17 January 2013
I’m writing this blog post from the Mac computer lab on the University of Colorado at Boulder campus… For the past two days, I have driven from Galway, NY here to Boulder, CO. The first day I was able to caravan with family friends who were headed to Phoenix, AZ. The second day (yesterday) I was solo. I was able to see a good friend on my way through Kansas City, and I was also able to see Kansas from its Eastern border to its Western border. While still brown from winter hibernation, it was still beautiful in its own right. Blue bird skies, followed by a Kansas plains sunset, and finished by a crescent moon and star-filled skies.
This school year has been filled with travel. I was fortunate enough to be able to study in Central America for this past semester, and now I am fortunate again to able to spend time in the West. For me, though, travel is much more than being able to say, “Oh, I’ve been there.” But it’s more to be able to come back from a travel experience, and say, “This is what I saw…this is who I met…this is what I learned.”

======

Things to do |
(A) Extract from the travel blog post the passage from "17 January 2013" up to and including "and star-filled skies.".
(B) Answer these questions using the travel blog post:
(i) In what location is the writer composing the post?
(ii) In which city did the writer visit a good friend while driving?
(iii) Where did the writer study during the past semester?
The entries are not needed for this work.

======

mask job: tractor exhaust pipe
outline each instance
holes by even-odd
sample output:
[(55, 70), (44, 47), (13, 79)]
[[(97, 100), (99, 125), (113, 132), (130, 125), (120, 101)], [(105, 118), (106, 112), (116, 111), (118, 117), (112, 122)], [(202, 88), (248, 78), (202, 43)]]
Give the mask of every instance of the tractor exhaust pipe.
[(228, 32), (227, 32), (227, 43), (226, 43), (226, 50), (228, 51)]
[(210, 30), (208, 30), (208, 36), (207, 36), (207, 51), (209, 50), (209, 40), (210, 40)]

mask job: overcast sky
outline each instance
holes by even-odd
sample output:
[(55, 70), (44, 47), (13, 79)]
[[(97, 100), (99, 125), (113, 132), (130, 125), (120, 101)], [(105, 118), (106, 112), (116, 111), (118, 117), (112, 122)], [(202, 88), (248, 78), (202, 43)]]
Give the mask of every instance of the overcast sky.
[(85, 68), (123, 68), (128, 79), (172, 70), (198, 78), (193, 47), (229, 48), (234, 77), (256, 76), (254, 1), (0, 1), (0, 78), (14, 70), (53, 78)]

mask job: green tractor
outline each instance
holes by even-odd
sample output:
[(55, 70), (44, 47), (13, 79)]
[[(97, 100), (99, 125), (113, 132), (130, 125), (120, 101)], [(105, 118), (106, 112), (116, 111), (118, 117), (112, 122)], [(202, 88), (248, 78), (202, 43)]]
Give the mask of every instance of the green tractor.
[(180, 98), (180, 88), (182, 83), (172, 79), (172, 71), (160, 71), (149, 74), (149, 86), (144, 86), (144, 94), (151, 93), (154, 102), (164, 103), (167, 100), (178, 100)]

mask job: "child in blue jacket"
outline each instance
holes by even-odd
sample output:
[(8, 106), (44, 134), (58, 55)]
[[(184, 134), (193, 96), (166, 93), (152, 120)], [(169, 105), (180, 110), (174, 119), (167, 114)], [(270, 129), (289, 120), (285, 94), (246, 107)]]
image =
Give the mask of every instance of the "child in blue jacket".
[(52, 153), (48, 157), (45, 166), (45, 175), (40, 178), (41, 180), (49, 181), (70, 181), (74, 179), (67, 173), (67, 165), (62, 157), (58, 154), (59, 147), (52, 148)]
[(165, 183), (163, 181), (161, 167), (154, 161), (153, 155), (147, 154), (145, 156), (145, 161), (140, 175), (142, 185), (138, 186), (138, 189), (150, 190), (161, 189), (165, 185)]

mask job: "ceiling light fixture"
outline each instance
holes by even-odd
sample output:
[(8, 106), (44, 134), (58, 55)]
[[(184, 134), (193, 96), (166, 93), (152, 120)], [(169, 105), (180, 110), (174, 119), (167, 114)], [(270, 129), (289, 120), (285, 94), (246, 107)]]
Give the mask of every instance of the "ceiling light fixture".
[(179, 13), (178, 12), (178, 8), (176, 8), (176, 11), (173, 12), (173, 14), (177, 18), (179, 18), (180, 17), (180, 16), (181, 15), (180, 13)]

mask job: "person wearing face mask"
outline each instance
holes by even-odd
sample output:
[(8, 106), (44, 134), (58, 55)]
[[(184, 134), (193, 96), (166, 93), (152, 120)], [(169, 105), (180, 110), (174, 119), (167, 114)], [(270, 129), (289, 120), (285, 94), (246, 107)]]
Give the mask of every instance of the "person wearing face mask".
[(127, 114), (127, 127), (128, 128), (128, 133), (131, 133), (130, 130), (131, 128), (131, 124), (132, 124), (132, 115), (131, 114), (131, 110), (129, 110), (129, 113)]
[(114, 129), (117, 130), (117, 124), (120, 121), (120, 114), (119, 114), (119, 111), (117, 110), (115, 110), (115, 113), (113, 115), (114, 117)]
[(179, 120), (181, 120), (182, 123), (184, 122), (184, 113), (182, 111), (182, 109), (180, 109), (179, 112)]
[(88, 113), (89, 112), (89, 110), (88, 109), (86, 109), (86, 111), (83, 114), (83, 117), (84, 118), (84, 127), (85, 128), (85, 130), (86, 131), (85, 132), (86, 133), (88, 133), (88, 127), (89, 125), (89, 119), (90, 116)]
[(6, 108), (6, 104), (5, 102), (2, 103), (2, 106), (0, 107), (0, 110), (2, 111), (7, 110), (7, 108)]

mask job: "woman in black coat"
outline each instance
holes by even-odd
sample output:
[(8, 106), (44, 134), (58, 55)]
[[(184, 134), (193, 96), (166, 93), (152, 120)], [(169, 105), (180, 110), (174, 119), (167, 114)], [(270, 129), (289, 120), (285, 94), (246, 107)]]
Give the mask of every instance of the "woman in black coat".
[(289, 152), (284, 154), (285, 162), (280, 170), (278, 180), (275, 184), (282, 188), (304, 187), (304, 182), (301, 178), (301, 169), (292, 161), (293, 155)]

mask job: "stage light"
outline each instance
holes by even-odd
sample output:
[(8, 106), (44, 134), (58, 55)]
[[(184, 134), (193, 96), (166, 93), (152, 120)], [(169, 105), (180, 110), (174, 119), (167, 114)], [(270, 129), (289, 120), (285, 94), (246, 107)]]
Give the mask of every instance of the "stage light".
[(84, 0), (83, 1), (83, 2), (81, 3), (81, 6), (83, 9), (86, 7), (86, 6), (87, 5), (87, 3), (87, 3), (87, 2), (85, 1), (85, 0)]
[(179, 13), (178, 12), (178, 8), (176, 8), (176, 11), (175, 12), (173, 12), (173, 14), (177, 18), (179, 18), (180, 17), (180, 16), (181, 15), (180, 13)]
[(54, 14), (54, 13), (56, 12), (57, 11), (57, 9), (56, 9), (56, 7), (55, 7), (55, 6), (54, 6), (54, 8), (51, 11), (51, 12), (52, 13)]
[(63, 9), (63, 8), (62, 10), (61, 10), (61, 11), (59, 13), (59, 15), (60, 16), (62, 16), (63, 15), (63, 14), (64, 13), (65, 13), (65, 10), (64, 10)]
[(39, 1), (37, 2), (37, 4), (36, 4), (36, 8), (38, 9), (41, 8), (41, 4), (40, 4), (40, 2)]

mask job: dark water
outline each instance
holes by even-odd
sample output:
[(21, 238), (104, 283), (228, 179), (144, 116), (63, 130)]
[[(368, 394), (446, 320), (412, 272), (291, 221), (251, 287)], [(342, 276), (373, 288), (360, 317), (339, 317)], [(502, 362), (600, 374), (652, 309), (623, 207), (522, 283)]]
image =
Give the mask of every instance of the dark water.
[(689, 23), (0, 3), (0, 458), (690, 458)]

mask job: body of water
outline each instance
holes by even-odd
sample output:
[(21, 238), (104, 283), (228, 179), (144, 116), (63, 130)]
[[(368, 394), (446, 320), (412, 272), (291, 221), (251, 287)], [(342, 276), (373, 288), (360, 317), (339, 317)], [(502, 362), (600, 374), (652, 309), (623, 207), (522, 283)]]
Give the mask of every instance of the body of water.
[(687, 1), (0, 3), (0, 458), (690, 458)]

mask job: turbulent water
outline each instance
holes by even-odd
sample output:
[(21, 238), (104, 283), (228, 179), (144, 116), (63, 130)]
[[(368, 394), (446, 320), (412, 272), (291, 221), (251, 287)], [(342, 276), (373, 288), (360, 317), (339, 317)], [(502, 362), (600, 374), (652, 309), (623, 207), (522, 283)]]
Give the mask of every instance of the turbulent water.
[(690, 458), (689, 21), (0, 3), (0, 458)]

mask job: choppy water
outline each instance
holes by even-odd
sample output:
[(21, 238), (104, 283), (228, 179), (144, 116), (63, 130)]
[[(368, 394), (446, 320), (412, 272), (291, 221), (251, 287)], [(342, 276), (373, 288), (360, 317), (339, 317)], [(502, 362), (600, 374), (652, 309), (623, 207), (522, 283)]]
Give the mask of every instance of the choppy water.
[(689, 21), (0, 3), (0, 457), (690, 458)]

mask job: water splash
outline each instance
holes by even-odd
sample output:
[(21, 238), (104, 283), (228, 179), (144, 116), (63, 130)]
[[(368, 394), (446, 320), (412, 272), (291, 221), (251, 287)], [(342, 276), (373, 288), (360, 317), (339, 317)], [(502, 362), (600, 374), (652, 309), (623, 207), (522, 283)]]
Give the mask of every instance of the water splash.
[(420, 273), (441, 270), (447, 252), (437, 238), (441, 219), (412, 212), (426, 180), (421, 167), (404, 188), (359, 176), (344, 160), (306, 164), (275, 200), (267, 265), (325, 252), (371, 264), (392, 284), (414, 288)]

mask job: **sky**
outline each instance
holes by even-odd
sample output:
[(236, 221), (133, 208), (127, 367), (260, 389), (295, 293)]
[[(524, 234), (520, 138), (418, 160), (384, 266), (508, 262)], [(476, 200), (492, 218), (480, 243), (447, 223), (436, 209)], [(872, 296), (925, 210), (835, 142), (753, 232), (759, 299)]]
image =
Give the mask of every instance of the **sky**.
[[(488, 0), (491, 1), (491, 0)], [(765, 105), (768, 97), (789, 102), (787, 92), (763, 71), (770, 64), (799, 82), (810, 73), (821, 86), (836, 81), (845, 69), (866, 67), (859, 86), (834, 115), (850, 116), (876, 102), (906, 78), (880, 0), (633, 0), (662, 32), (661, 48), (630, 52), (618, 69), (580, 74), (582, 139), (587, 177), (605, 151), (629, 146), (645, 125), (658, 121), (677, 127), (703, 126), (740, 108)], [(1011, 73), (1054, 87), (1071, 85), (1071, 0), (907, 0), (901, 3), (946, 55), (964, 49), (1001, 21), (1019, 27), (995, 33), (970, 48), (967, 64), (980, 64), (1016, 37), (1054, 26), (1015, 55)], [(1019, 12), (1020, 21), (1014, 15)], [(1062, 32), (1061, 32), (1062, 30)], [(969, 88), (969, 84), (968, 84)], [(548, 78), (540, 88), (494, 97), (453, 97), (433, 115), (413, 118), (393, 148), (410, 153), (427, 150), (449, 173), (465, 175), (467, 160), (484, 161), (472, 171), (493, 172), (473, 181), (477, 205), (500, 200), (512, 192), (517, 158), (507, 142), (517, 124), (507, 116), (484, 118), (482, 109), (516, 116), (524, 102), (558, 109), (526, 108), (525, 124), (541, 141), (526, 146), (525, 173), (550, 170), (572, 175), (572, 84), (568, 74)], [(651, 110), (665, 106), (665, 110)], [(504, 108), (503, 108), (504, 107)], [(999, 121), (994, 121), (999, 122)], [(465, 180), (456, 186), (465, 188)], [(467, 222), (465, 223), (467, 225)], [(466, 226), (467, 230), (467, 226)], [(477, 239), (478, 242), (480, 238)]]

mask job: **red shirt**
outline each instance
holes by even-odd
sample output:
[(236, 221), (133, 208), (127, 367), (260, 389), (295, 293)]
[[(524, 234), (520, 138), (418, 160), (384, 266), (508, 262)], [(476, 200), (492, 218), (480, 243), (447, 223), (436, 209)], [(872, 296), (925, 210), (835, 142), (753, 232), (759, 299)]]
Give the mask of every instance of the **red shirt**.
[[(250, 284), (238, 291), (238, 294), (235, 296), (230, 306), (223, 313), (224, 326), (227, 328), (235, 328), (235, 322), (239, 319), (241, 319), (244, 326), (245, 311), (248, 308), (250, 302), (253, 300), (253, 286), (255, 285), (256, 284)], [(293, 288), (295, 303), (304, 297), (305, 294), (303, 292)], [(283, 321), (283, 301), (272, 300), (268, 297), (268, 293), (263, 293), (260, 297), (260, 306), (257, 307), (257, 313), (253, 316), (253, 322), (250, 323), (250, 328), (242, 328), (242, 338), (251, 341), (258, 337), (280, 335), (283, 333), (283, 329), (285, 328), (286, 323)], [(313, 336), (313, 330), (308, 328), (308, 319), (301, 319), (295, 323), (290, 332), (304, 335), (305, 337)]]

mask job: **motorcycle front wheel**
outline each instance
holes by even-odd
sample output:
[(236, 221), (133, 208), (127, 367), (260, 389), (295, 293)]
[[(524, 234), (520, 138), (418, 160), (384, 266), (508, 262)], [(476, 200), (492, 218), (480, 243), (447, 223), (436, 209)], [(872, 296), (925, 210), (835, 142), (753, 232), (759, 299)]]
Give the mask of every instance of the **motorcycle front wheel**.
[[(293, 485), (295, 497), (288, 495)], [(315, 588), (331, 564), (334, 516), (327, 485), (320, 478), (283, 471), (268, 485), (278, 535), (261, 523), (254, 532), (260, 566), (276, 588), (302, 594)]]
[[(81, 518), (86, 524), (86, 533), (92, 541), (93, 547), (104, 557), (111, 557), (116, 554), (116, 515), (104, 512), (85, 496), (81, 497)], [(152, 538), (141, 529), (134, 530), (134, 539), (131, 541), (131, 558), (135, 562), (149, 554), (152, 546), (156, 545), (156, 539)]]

======

In response |
(A)
17 January 2013
I’m writing this blog post from the Mac computer lab on the University of Colorado at Boulder campus… For the past two days, I have driven from Galway, NY here to Boulder, CO. The first day I was able to caravan with family friends who were headed to Phoenix, AZ. The second day (yesterday) I was solo. I was able to see a good friend on my way through Kansas City, and I was also able to see Kansas from its Eastern border to its Western border. While still brown from winter hibernation, it was still beautiful in its own right. Blue bird skies, followed by a Kansas plains sunset, and finished by a crescent moon and star-filled skies.

(B)
(i) The Mac computer lab on the University of Colorado at Boulder campus
(ii) Kansas City
(iii) Central America